Doctor answers your most pressing coronavirus questions
With the coronavirus disease spreading fast many are looking for any valuable piece of information that could help them and their loved ones stay safe and healthy. CBS News medical contributor Indian origin Dr. Tara Narula, who is also a cardiologist at Lenox Hill Hospital in New York City, joins "CBS This Morning" to answer some of viewers' most pressing questions.
Read her insights below:
Q: If you get really sick with coronavirus, when do you know it's an emergency?
A: So for most people, it's going to be mild. The symptoms are going to be mild. You'll recover. But you do need to understand when it progresses. Those things to look for would be shortness of breath, chest pain, a change in your mental status — you're more confused, more lethargic — bluish coloration to your fingers or your lips, these things should prompt you or someone who's maybe with you to say something is getting worse, and you need seek medical attention. If you choose to go to the emergency room, you might want to try to call ahead — again, to warn them you're coming so they can prepare and decrease the risk of exposure to everyone else.
Q: It's allergy season — since it appears some have mild symptoms when infected with the virus, how do we know the difference between allergies and the virus?

*Activity list*.
- 1) According to the coronavirus Q&A, at which hospital does Dr. Tara Narula work as a cardiologist?
- 2) Using the coronavirus Q&A, explain why someone who chooses to go to the emergency room should call ahead.
- 3) Resume the coronavirus Q&A after its final sentence.
The items are not needed for this work.

Items from a dataset:
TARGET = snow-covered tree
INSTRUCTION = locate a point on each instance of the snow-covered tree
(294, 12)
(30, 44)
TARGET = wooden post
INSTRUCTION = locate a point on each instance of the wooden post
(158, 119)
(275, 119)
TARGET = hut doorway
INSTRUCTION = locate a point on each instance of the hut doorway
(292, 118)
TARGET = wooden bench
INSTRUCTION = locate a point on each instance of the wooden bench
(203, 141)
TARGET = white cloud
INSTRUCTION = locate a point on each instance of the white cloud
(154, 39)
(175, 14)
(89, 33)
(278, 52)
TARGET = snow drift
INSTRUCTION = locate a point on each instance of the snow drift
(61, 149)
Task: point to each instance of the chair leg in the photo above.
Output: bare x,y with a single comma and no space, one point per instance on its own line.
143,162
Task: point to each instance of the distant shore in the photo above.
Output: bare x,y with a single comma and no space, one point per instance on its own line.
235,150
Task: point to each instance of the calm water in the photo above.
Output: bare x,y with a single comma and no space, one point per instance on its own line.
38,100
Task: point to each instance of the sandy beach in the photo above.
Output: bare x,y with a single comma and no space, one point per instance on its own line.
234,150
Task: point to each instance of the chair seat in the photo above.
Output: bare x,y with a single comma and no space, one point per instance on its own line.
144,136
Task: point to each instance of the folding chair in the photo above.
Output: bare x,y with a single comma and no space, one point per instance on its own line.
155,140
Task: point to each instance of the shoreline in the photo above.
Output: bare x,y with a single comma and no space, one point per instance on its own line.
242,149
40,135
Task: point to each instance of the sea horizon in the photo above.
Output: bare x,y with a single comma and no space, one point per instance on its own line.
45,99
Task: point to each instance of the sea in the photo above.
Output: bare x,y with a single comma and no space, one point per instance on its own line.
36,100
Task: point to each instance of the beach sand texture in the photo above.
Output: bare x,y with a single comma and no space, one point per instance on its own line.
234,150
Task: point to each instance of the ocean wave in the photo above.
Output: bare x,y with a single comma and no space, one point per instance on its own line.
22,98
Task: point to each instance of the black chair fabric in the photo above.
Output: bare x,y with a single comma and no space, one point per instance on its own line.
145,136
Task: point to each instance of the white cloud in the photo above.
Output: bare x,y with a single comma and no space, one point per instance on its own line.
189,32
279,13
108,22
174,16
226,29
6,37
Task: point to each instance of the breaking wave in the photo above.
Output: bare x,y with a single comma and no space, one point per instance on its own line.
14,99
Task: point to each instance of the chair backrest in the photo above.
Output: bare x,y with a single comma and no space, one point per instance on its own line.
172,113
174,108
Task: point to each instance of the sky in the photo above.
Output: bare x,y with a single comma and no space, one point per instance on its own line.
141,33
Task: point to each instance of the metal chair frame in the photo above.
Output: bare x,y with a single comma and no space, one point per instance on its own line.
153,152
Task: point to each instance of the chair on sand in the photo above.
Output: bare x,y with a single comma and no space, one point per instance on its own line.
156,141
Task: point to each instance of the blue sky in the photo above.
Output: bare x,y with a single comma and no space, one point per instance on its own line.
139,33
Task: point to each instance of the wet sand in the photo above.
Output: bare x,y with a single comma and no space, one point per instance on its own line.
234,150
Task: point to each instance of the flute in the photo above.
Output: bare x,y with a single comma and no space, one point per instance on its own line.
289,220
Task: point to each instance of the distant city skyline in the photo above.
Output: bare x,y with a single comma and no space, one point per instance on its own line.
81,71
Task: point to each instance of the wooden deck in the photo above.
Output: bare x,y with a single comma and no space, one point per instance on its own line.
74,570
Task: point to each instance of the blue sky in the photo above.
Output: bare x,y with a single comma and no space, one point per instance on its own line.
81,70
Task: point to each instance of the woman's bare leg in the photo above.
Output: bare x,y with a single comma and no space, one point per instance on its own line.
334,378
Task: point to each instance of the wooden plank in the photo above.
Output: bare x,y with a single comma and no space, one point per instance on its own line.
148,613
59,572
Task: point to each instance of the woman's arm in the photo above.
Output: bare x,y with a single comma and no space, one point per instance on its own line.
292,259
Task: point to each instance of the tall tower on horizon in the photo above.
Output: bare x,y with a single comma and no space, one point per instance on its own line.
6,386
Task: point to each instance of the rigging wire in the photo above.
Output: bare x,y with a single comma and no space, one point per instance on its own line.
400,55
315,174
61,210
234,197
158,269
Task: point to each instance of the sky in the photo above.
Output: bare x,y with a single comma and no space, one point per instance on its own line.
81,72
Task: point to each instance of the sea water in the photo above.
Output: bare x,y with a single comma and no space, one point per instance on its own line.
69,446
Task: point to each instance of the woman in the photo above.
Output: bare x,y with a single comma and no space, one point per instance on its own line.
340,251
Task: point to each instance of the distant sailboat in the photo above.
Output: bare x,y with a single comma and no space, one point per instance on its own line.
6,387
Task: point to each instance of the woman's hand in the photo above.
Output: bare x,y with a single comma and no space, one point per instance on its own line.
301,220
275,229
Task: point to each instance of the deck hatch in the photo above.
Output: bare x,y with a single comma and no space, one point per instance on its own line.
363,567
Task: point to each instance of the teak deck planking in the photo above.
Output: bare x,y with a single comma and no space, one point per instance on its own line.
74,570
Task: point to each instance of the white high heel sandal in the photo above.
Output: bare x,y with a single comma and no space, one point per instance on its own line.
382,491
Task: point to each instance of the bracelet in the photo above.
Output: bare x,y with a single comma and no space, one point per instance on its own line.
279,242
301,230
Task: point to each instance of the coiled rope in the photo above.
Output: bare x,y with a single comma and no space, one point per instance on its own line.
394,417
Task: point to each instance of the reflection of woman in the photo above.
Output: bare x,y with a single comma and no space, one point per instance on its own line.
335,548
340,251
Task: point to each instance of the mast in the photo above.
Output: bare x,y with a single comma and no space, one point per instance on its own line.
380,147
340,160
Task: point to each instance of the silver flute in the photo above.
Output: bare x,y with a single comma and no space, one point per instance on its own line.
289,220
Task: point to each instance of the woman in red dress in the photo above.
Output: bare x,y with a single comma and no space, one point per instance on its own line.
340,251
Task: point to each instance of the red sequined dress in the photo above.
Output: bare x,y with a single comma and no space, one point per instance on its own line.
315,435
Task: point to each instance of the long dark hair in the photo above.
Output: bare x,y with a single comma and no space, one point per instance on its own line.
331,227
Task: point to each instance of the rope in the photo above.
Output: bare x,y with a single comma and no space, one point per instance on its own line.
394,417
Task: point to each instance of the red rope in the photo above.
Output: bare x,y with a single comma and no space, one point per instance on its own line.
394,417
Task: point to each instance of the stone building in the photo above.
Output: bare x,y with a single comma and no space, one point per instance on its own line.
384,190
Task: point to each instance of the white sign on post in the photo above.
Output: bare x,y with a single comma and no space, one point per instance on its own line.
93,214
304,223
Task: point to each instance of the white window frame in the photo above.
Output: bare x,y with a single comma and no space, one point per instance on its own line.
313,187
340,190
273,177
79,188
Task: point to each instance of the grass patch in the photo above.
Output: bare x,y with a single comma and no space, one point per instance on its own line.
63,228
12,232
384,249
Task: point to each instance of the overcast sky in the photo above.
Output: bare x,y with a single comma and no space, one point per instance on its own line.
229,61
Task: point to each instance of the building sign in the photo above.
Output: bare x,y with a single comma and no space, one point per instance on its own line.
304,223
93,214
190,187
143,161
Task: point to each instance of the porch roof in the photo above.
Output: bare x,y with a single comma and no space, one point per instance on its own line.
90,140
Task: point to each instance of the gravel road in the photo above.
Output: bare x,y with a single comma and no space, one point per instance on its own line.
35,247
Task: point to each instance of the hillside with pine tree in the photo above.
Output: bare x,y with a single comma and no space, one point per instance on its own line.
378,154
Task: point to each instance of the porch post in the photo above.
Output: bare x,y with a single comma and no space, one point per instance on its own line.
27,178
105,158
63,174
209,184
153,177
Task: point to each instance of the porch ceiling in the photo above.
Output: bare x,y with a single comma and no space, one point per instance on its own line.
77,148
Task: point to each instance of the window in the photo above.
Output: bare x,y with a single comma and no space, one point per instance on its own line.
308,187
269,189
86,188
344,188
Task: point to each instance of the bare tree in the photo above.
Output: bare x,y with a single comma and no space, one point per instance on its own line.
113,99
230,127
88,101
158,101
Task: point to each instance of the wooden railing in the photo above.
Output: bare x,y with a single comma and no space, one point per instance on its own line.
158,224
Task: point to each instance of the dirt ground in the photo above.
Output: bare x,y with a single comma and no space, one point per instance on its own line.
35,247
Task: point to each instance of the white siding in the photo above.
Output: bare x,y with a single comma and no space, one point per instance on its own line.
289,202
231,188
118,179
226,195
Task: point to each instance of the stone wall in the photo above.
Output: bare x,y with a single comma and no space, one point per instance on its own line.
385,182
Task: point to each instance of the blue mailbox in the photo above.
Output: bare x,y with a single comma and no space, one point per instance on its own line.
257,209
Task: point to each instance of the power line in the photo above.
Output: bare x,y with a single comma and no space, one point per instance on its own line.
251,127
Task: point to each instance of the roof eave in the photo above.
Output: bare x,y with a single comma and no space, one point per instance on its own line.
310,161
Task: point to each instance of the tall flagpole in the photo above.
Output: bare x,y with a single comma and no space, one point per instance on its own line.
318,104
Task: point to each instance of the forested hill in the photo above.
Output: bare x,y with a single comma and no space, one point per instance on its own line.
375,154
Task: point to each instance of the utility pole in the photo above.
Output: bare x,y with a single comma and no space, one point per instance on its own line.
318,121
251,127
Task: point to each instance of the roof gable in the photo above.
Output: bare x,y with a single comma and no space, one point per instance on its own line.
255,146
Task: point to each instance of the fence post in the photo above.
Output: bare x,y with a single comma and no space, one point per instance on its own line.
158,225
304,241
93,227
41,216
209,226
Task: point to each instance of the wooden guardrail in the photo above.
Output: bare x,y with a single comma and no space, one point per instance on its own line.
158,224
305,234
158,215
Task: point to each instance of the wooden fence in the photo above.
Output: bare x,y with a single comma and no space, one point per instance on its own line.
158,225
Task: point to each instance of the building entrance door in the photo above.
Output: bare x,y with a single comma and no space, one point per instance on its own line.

*Responses*.
- 1) Lenox Hill Hospital in New York City.

- 2) Calling ahead warns the emergency room that the person is coming. Staff can then prepare and decrease the risk of exposure to everyone else.

- 3)
A: Some of the symptoms can overlap. First, you want to think about the fact that with allergies, it tends to be more chronic — lasting weeks, months, more seasonal, maybe has changes with the environment you're in. And allergies tend to be more the sneezing, runny, stuffy nose, itchy, watery eyes. With COVID, you're really going to have fever, which you shouldn't have allergies. More of the shortness of breath, more of that dry cough. With allergies, you may have a dry cough with that post-nasal drip, but it's less common. And then more systemic symptoms with COVID, like the headache and the muscle aches and fatigue.
Q: If you don't have symptoms anymore but you think you had it or you did have it, are you still contagious?
A: So you know, what we know is that if you get exposed, usually you will mount symptoms within those two to 14 days. That's why the quarantine period is 14 days. If you test positive for COVID, and you're told to kind of isolate, then when can you reemerge? And that's really when you've been free of fever for 72 hours without fever-reducing medications, your symptoms are improving, and it's been seven days since you first had that symptom. Or you have two negative tests.
Q: Can you recover and then relapse?
A: There have been some reports out of Asia saying they got the infection and a couple of weeks later they got it again. What we know about most viruses, when you get an infection, you produce antibodies. Those antibodies do provide you protection if you see that virus again. The big question is really, how long are you immune for? Is it a year, is it a lifetime? Is the virus going to change a little like the flu does, so that you need, for example a vaccine every year? The one caveat is there are people who don't produce as big an immune reaction. They may be able to kind of get infected again.
Q: We keep hearing how older Americans are the most affected by the coronavirus. But also those with underlying conditions. Could we get more detail on those underlying conditions?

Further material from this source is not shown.